The federal government is giving Bay Area counties another $191 million to combat homelessness, part of what officials describe as a “historic” nationwide investment, but some advocates say it amounts to a drop in the bucket.

The U.S. Department of Housing and Urban Development this week announced almost $3.2 billion in grants for thousands of homeless housing sites and service programs across the country. That includes $53.8 million for San Francisco, $51.5 million for Alameda County, $39.5 million for Santa Clara County, $19.3 million for Contra Costa County and $14.6 million for San Mateo County. Napa, Sonoma, Marin and Solano counties also will receive funding. The agency awarded the money based largely on how well county agencies are working together to end homelessness.

“Now, more than ever, we are doing all we can to get people off the street and into permanent homes with access to services,” HUD Secretary Marcia Fudge said in a statement. “That is why we are making sure the service providers on the frontlines of this crisis have the resources they need.”

The money comes as homelessness has swelled across the Bay Area and California in recent years and a frustrated public sees little improvement despite unprecedented billions of dollars already spent to stem the crisis.

Since 2019, the nine-county Bay Area’s homeless population has spiked roughly 35% to an estimated 38,000 people. The surge has been propelled by a chronic affordable housing shortage, an intensifying fentanyl emergency and an overburdened mental health system — all exacerbated by the economic upheaval of the coronavirus pandemic.

> **Given data**:
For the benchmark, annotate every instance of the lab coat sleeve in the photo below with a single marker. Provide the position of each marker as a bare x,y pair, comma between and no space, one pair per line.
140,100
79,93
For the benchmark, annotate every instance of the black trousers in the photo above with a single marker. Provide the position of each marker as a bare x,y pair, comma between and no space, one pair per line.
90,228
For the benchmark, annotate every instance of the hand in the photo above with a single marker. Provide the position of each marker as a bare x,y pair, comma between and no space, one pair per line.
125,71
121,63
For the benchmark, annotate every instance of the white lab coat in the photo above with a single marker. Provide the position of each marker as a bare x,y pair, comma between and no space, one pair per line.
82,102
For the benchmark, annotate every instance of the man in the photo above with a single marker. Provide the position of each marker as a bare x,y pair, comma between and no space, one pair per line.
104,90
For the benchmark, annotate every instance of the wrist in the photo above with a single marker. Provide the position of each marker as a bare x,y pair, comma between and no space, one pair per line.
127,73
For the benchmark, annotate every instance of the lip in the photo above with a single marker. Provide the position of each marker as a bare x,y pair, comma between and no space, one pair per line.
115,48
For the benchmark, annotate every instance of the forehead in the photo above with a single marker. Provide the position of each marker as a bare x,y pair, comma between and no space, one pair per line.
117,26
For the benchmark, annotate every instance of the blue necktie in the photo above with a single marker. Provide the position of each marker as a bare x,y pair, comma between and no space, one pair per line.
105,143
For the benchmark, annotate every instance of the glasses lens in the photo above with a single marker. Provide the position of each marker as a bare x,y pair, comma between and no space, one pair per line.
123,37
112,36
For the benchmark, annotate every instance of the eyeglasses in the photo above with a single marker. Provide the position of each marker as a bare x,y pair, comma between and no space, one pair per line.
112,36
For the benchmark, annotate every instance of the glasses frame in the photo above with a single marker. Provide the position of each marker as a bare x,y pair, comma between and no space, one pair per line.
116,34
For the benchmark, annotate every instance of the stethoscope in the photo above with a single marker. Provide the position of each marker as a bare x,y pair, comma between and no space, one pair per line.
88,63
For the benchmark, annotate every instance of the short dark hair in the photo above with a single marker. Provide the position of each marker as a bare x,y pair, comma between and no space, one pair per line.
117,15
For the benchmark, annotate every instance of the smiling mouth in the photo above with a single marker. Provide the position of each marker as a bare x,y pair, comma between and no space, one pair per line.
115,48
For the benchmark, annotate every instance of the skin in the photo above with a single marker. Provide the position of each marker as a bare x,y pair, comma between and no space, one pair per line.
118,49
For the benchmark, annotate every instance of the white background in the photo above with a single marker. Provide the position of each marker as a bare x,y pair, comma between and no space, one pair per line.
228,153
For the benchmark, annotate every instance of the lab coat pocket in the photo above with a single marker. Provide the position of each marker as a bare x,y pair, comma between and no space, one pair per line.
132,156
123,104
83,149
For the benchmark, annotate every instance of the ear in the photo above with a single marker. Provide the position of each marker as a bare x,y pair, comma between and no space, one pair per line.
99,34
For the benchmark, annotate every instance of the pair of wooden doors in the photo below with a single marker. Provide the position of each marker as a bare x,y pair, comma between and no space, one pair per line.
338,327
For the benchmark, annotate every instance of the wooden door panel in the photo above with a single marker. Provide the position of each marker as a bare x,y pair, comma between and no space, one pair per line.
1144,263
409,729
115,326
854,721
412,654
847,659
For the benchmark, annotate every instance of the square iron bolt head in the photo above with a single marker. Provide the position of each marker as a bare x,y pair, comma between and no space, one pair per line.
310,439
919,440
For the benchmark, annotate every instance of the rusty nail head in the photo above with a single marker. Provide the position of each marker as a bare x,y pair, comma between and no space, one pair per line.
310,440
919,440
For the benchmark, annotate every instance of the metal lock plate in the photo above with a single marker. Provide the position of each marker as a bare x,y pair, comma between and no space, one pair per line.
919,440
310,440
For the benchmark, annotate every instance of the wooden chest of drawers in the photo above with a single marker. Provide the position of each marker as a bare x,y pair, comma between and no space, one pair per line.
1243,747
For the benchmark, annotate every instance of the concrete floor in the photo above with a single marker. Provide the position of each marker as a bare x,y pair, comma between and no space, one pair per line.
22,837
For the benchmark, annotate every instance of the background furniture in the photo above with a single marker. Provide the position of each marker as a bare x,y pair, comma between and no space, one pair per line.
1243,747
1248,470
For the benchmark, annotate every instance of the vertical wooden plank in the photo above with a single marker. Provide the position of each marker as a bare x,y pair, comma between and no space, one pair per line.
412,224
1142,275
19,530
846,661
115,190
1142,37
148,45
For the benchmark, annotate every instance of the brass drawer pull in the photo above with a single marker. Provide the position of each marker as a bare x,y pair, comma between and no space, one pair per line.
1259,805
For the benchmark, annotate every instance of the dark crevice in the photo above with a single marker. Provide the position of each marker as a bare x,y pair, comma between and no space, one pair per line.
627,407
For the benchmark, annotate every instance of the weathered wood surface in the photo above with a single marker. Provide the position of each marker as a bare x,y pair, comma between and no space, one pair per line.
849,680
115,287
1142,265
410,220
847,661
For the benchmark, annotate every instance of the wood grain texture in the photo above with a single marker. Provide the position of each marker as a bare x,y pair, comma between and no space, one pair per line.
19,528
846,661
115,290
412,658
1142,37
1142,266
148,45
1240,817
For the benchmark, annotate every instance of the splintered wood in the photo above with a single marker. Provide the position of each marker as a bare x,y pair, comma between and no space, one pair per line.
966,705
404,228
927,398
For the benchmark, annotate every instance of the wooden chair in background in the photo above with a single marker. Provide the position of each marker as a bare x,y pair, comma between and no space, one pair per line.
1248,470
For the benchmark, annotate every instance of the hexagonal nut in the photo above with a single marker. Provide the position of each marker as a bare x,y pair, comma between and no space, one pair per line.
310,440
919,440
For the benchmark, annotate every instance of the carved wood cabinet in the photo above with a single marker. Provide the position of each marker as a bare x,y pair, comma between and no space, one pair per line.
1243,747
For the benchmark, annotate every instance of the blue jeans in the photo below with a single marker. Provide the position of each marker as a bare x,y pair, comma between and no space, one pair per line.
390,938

> **Instructions**:
#1 Answer these questions from the homelessness funding article.
(a) How much money is Alameda County receiving?
(b) Who is the HUD Secretary quoted in the article?
(c) Since 2019, by roughly what percentage has the nine-county Bay Area's homeless population grown?
#2 Write the next part of the article on Bay Area homelessness funding, starting after its final paragraph.

> **Answers for the exercise**:
#1
(a) $51.5 million.
(b) Marcia Fudge.
(c) Roughly 35%, to an estimated 38,000 people.

#2
While federal officials lauded the new funding as the largest annual amount ever dedicated through HUD’s “Continuum of Care” program, some housing and homeless advocates say it doesn’t go nearly far enough.

“The federal government has been chronically and deliberately underfunding housing and homelessness for decades,” said Jennifer Loving, chief executive of Silicon Valley homeless solutions nonprofit Destination: Home. “Our homelessness crisis is exacerbated year over year by the lack of our nation’s focus in building housing at the deepest level of affordability.”

For comparison, Loving said her nonprofit plans to distribute about $40 million raised through private donations to boost affordable housing and aid homelessness services in Santa Clara County — about what the county is receiving in the latest round of HUD funding.

Even so, local governments also receive millions in other state and federal dollars for housing and homelessness programs. California alone has set aside about $20 billion over the past five years to help unhoused people get off the street and to build more affordable homes.

How much money, then, would it cost to actually solve the crisis?

According to the Corporation for Supportive Housing, a national nonprofit that advocates for homeless housing, California would need to invest $8.1 billion annually over roughly the next 12 years to build more than 112,000 affordable apartments and provide supportive services and rental subsidies to hundreds of thousands of residents.

More money may be needed for housing and services. But increasingly, state and local officials — under growing pressure to get a handle on sprawling encampments and jarring public displays of human suffering — are turning toward more forceful measures to move people off the street.

In San Jose, Mayor Matt Mahan is pushing to ban homeless camps along the Guadalupe River downtown. San Mateo County, meanwhile, this week approved criminal penalties for homeless people who decline shelter. Oakland, Milpitas, Santa Cruz and Sacramento also have recently enacted rules restricting encampments.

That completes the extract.